## INPUT RECORDS
* * * *

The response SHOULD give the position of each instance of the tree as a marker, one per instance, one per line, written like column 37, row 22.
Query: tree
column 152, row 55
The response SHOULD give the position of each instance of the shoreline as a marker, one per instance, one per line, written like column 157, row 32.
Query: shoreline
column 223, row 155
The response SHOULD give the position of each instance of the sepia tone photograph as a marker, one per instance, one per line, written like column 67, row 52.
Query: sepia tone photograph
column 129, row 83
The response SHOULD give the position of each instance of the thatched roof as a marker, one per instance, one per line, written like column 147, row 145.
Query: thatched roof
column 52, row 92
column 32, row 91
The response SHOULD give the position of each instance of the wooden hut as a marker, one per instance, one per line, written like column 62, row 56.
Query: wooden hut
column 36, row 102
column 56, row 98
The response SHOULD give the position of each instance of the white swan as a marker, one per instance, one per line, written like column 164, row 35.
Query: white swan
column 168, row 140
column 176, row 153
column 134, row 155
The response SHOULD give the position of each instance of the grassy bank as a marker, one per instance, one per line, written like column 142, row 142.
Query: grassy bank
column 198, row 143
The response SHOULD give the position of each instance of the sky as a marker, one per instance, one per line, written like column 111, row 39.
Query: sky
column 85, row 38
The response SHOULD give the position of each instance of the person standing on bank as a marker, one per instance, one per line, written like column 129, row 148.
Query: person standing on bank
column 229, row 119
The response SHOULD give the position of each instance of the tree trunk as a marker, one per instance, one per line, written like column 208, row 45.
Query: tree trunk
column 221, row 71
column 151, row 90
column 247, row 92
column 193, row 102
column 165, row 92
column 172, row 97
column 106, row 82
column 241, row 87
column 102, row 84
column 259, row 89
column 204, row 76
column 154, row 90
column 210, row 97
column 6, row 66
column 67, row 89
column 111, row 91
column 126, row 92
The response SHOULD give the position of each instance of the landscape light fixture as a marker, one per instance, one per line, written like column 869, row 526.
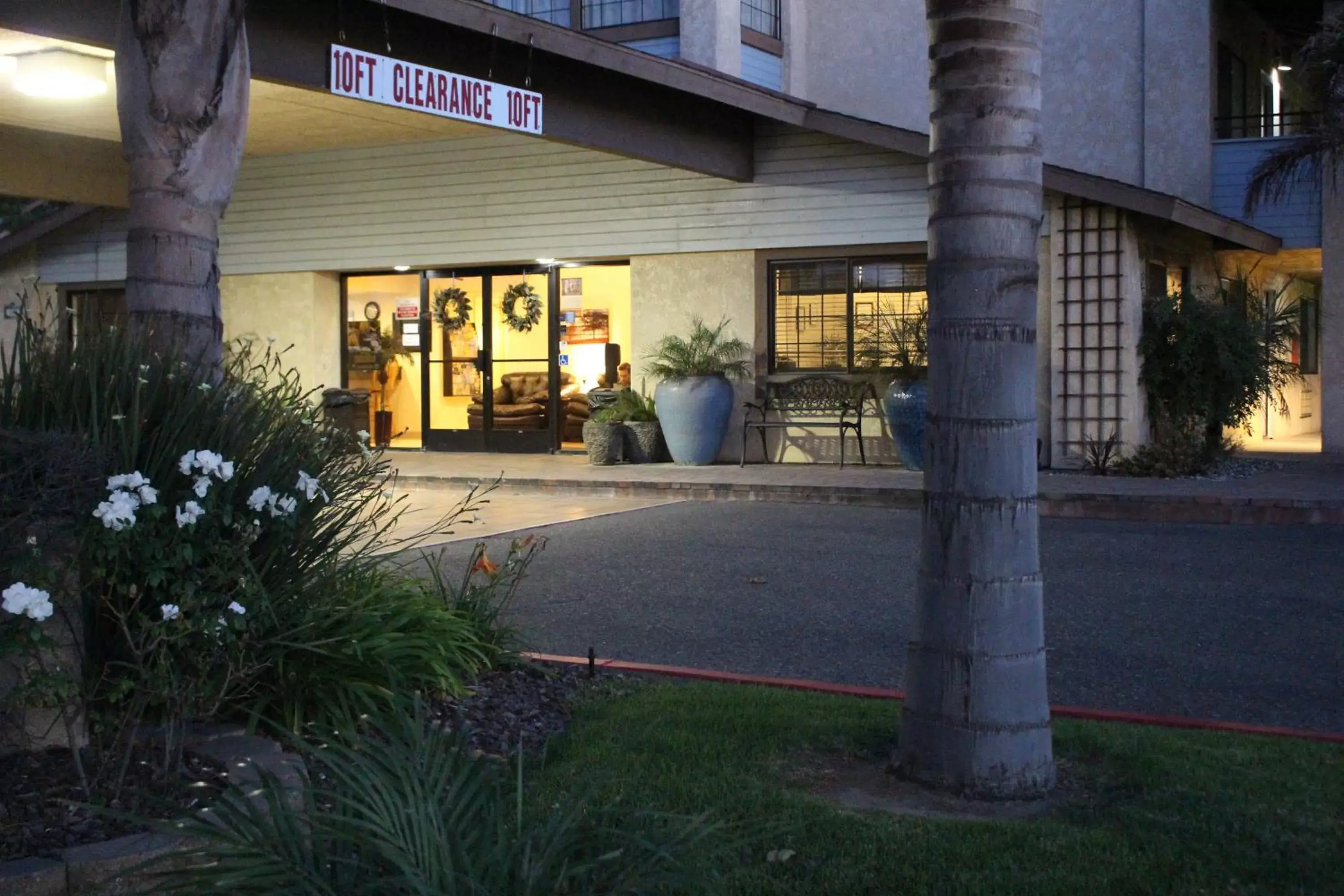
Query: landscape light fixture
column 60, row 74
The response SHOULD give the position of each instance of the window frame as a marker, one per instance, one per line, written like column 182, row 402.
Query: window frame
column 777, row 15
column 851, row 263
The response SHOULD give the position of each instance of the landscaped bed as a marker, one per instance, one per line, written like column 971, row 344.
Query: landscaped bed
column 1140, row 809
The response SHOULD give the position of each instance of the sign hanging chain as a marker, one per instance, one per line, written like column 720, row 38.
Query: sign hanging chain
column 531, row 42
column 495, row 41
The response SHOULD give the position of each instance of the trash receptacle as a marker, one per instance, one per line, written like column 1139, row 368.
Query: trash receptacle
column 346, row 409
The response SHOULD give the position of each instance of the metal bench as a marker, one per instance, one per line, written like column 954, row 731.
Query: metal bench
column 811, row 401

* * * *

## PROBLEM DESCRIPTION
Leave every picture out, and transcribe the data above exactly as it reads.

## FINISHED EXERCISE
The response SHOULD give the position of each instance of the tree as a marker, one per instance, one per line, written like column 37, row 22.
Query: tree
column 152, row 55
The response SHOULD give the position of each instance of the shoreline as a marker, one per instance, one per line, written like column 157, row 32.
Query: shoreline
column 223, row 155
The response SHOULD give the position of each instance of the sepia tone photograph as a marker, one per instance, one per line, written like column 67, row 52.
Query: sepia tone photograph
column 129, row 83
The response SHOULD give the position of each instance of the thatched roof as a marker, one per instance, one per line, written like column 147, row 145.
Query: thatched roof
column 52, row 92
column 32, row 91
The response SHOULD give the position of each instance of the wooden hut as a marker, one per instance, one per line, written like column 62, row 56.
Query: wooden hut
column 36, row 102
column 56, row 98
The response SHOULD give the position of each instance of the white swan as a marker, one per instance, one per line, written like column 164, row 35.
Query: white swan
column 168, row 140
column 176, row 153
column 134, row 155
The response SHOULD give the position of each instance of the grassy bank as a marker, one per instance, one per line, written like column 142, row 142.
Query: grassy bank
column 198, row 143
The response SHOULD give the position of each instance of the sky as a marker, one per instance, one per line, written like column 111, row 39.
Query: sky
column 85, row 38
The response SHOULD give the position of each instance of the person standing on bank as a marker, one per instance, one per line, written like column 129, row 148.
Query: person standing on bank
column 229, row 119
The response SHOULD give the position of each instance of the tree trunk as a marker, one per instance, one per line, written like column 208, row 45.
Query: tree trunk
column 221, row 71
column 151, row 90
column 247, row 92
column 193, row 102
column 165, row 92
column 172, row 97
column 106, row 82
column 241, row 87
column 102, row 84
column 259, row 89
column 204, row 76
column 154, row 90
column 210, row 97
column 6, row 66
column 67, row 89
column 111, row 91
column 126, row 92
The response SHOULD give the position of each instance of the landscape light fixture as a marker, one per instance, one per line, written like column 869, row 526.
Query: landscape light fixture
column 60, row 74
The response SHOULD give the position of each instance of the window frame as a marker, one per instance, one per line, written like column 182, row 402.
Query: window frame
column 777, row 15
column 851, row 263
The response SHOULD give the position of each instance of the landscaped bed as a marker, one per instance, one per line, written like column 971, row 344.
Query: landscaped bed
column 1140, row 809
The response SHOULD give the position of each instance of the sign hanging chain as a marker, one per instance, one per line, written like column 720, row 38.
Query: sign hanging chain
column 531, row 42
column 495, row 41
The response SHOULD give the position of each instance of the trash receptacle as a marker, one per instance, one per line, written like column 1139, row 368.
Query: trash receptacle
column 346, row 409
The response SHOULD give the position of each instance of the metal bench as a marker, one per instance, one per line, written like column 954, row 731.
Query: metal bench
column 811, row 401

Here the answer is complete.